[Opening GIVEN RECORDS section]
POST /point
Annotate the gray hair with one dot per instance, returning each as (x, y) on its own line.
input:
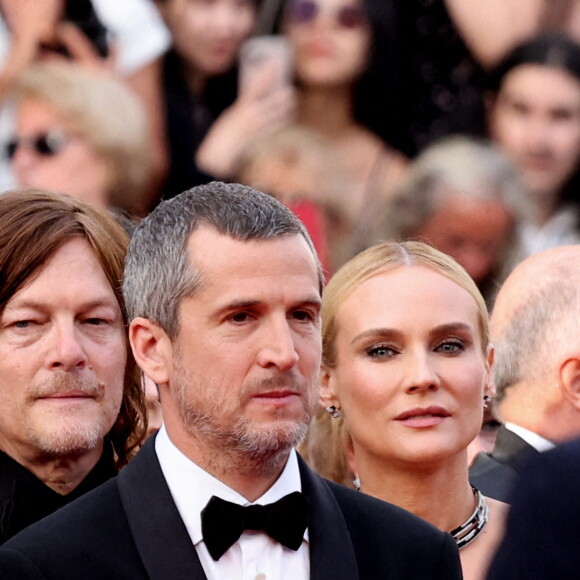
(468, 166)
(107, 115)
(158, 271)
(543, 327)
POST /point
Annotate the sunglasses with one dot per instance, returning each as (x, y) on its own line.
(46, 144)
(305, 11)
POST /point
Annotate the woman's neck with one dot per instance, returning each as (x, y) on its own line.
(441, 495)
(327, 111)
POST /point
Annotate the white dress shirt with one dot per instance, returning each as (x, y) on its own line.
(538, 442)
(255, 556)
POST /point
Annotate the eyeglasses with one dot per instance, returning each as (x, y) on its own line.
(305, 11)
(46, 144)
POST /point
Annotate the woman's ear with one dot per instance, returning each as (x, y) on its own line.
(327, 393)
(489, 386)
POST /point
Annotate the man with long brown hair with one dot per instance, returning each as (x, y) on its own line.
(71, 410)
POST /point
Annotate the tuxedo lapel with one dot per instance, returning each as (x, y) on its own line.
(331, 551)
(159, 532)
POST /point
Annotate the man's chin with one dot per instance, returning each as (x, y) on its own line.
(66, 440)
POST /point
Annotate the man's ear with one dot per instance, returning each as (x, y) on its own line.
(569, 379)
(152, 349)
(327, 393)
(489, 386)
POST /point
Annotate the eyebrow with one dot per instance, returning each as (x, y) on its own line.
(105, 301)
(394, 334)
(241, 304)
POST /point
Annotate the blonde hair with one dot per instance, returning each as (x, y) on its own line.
(385, 257)
(326, 445)
(106, 114)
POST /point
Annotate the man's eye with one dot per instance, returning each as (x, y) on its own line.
(240, 317)
(95, 321)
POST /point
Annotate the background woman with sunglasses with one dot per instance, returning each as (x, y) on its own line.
(341, 69)
(82, 133)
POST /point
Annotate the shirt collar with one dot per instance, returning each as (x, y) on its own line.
(192, 487)
(538, 442)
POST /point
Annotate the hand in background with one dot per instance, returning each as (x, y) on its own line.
(263, 107)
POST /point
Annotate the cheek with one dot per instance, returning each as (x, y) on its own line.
(362, 391)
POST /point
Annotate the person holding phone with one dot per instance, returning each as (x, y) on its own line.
(341, 70)
(208, 122)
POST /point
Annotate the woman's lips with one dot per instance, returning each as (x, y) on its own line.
(421, 417)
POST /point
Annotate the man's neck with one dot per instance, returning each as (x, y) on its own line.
(61, 474)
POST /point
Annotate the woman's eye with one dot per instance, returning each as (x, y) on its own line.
(380, 351)
(95, 321)
(451, 347)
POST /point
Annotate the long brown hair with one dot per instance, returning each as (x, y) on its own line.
(34, 225)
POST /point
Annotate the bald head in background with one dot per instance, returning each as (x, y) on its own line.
(535, 330)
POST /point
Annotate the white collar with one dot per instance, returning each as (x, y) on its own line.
(192, 487)
(538, 442)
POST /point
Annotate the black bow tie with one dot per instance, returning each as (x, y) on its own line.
(223, 522)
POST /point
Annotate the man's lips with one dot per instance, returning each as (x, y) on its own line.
(423, 416)
(281, 397)
(67, 395)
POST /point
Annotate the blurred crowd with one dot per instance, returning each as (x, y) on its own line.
(454, 124)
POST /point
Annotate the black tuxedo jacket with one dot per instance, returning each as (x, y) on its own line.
(495, 473)
(129, 528)
(541, 540)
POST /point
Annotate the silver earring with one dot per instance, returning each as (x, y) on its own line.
(334, 412)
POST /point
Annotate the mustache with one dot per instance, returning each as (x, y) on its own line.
(65, 383)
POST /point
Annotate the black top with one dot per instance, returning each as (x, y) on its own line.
(130, 528)
(25, 499)
(188, 118)
(442, 82)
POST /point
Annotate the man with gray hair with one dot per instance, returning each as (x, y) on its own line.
(223, 290)
(535, 329)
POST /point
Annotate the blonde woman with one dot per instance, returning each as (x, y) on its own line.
(406, 368)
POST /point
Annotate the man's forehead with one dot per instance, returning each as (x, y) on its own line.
(77, 271)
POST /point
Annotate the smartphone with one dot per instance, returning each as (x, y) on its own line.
(260, 52)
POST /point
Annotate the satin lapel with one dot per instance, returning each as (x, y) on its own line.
(331, 551)
(160, 535)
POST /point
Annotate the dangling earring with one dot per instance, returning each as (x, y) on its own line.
(334, 412)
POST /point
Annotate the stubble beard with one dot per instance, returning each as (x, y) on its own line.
(67, 434)
(246, 444)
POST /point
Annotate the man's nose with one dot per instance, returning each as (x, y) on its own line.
(278, 348)
(66, 351)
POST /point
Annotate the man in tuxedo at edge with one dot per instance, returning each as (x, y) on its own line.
(536, 335)
(223, 288)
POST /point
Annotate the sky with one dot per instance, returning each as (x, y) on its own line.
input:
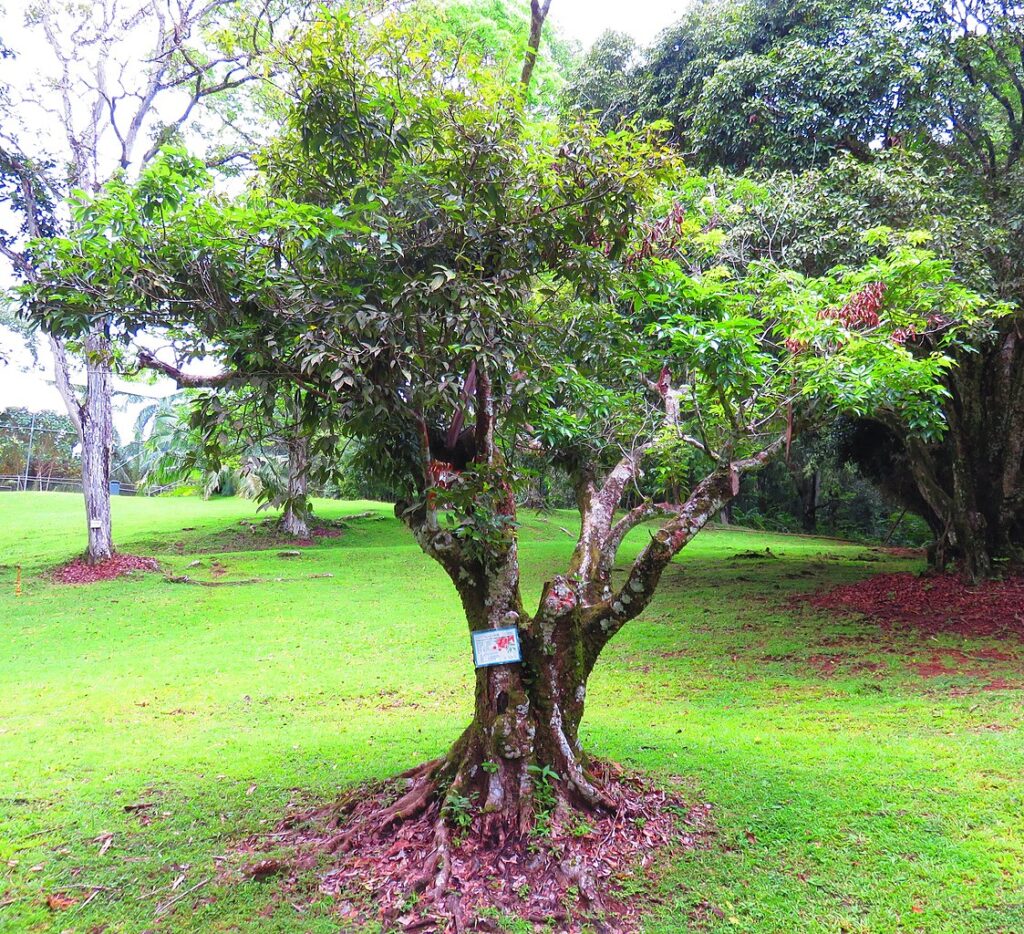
(25, 384)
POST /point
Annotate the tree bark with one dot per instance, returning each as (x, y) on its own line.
(520, 762)
(295, 517)
(97, 441)
(538, 13)
(972, 481)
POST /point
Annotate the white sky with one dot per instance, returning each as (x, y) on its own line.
(30, 386)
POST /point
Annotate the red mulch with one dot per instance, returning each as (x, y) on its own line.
(81, 571)
(570, 879)
(934, 603)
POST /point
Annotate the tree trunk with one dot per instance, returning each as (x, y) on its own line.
(93, 420)
(973, 479)
(97, 443)
(294, 519)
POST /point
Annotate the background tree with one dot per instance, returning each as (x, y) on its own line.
(923, 103)
(111, 85)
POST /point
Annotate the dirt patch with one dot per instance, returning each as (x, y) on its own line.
(825, 665)
(568, 878)
(81, 571)
(933, 603)
(937, 667)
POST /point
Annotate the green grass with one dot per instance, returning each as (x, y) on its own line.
(868, 799)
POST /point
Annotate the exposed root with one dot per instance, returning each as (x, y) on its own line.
(401, 862)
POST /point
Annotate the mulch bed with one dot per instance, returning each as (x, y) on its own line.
(569, 880)
(933, 603)
(81, 571)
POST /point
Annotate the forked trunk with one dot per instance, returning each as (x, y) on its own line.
(519, 763)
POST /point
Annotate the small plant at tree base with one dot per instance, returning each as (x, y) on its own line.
(459, 809)
(545, 797)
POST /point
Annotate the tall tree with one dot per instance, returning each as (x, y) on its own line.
(456, 283)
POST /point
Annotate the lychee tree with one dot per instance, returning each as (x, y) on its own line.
(458, 284)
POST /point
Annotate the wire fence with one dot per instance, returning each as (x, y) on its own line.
(13, 482)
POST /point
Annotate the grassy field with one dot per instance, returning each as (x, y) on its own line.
(850, 794)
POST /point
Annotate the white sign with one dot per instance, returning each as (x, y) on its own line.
(496, 646)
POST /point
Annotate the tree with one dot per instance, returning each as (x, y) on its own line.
(921, 100)
(455, 284)
(107, 99)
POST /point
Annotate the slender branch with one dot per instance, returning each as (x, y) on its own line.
(538, 13)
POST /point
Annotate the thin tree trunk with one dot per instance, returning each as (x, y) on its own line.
(538, 13)
(97, 443)
(93, 421)
(294, 519)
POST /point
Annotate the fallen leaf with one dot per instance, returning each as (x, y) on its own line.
(264, 868)
(58, 902)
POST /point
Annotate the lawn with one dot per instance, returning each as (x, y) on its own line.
(145, 726)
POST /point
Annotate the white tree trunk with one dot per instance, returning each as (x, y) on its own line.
(297, 505)
(93, 419)
(97, 443)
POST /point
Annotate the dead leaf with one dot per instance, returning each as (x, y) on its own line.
(58, 902)
(264, 868)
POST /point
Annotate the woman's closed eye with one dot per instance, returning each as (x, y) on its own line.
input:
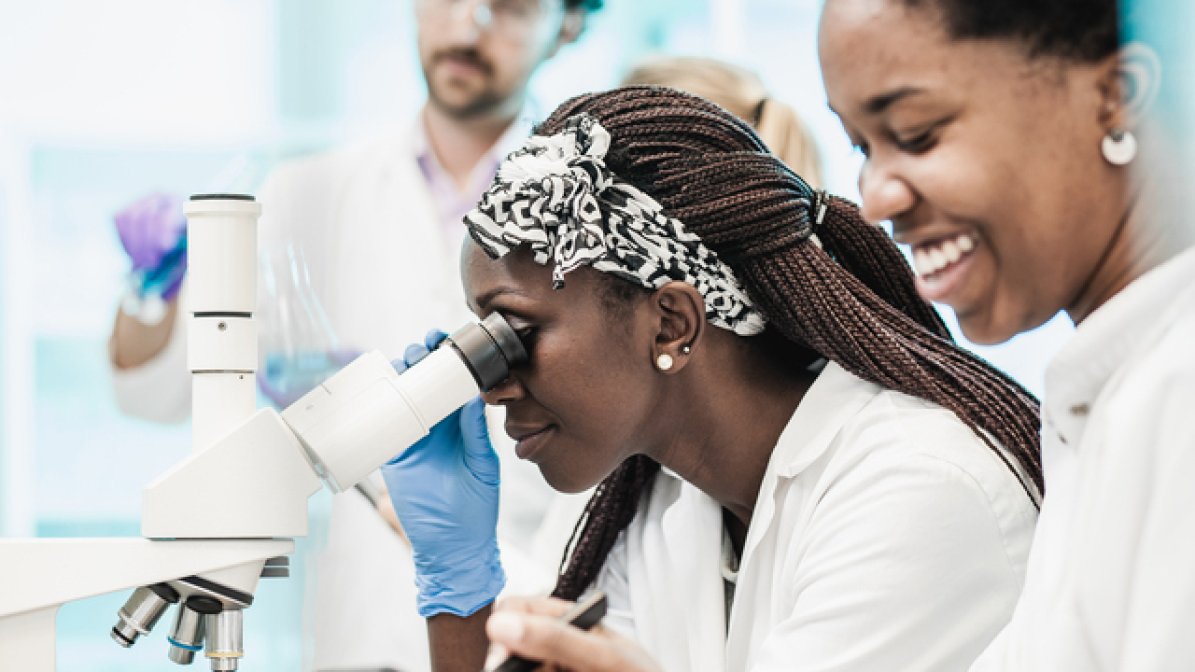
(920, 139)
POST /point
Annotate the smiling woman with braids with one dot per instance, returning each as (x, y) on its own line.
(795, 464)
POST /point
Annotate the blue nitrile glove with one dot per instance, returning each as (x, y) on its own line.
(445, 490)
(285, 378)
(153, 233)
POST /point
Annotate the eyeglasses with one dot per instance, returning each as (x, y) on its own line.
(507, 17)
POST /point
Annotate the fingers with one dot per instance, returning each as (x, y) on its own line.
(543, 637)
(543, 606)
(433, 338)
(414, 353)
(479, 456)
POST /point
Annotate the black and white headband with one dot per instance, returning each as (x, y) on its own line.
(557, 196)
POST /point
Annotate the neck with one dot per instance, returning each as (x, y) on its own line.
(730, 427)
(459, 144)
(1145, 238)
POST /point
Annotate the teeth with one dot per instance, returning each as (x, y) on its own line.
(929, 260)
(950, 249)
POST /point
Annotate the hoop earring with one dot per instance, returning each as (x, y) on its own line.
(1119, 147)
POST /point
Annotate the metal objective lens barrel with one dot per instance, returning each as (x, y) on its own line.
(141, 612)
(225, 635)
(187, 636)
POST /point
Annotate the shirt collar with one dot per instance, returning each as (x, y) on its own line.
(834, 397)
(1108, 337)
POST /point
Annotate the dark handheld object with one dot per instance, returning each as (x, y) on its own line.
(584, 615)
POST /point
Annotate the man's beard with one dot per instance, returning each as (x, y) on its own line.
(478, 104)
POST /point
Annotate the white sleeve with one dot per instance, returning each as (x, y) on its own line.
(160, 389)
(1139, 529)
(905, 567)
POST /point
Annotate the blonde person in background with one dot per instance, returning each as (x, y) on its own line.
(743, 95)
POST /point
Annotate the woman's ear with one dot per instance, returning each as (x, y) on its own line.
(1128, 85)
(680, 313)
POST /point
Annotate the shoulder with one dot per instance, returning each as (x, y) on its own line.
(904, 458)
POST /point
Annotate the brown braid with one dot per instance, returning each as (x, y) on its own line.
(851, 300)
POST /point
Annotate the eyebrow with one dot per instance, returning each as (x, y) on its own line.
(486, 298)
(880, 103)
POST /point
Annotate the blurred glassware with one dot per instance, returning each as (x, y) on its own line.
(298, 346)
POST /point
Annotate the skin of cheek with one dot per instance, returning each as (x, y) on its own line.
(587, 377)
(1018, 165)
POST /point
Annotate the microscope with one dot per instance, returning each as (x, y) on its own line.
(225, 517)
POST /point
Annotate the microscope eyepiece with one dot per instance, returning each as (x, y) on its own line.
(490, 348)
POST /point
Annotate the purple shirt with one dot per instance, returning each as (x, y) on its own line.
(453, 202)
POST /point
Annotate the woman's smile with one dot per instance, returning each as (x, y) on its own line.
(529, 443)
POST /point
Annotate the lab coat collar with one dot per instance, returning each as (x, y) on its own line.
(834, 397)
(1108, 337)
(831, 401)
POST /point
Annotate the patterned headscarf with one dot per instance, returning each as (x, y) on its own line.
(557, 196)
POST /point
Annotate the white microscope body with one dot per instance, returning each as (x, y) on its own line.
(225, 517)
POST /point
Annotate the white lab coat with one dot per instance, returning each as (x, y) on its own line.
(886, 537)
(385, 269)
(1111, 575)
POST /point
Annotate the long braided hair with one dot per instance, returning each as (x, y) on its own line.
(850, 298)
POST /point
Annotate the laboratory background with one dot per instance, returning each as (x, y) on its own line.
(105, 102)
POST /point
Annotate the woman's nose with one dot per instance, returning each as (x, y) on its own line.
(886, 195)
(504, 392)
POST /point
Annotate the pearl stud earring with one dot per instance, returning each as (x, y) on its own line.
(1119, 147)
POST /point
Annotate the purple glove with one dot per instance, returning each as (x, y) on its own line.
(153, 232)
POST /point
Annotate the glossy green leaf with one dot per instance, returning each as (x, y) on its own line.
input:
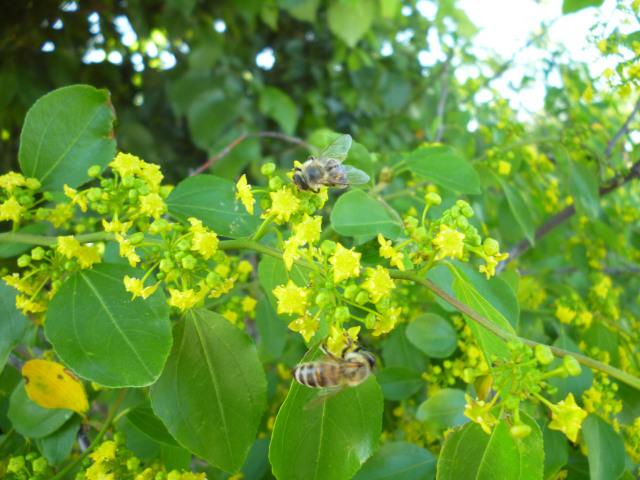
[Closing GIVEN RECORDS section]
WHAT IS BEING ASKED:
Every line from the one containing "Annotate the laboratory" to the final line of the records must be transcribed exactly, both ends included, with the pictures left out.

OUTPUT BELOW:
Annotate the laboratory background with one dot per instance, returning each as (x, y) on its own line.
(105, 102)
POST /point
Annotate the woman's nose with one dot per instance, returning each as (x, y) on its own line.
(886, 195)
(504, 392)
POST /point
Annotate the pearl stud earring with one dot per instance, returning each as (x, y) on its own line.
(1119, 147)
POST /point
Annotate the purple glove with one dot per instance, returning each as (x, y) on its own line.
(153, 232)
POST /point
Annotate the glossy green leaf with one dot per instance, returning each as (x, y) on its own line.
input:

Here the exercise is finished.